Restate all of the following data exactly, keeping any images out of the copy.

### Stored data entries
* * * * * * * * *

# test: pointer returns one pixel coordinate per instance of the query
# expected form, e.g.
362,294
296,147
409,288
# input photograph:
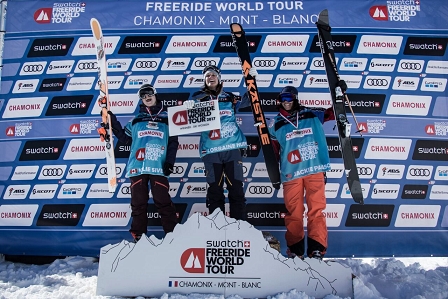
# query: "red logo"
430,130
180,118
75,128
10,131
43,15
140,154
379,12
192,260
214,134
294,157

* * * * * * * * *

### Response box
# test: pointer returns one pixel coordinate per instance of the query
# expected form, e.g.
362,294
296,147
409,288
# input photograph:
# query: "red logo"
430,130
180,118
75,128
10,131
43,15
140,154
379,12
192,260
214,134
294,157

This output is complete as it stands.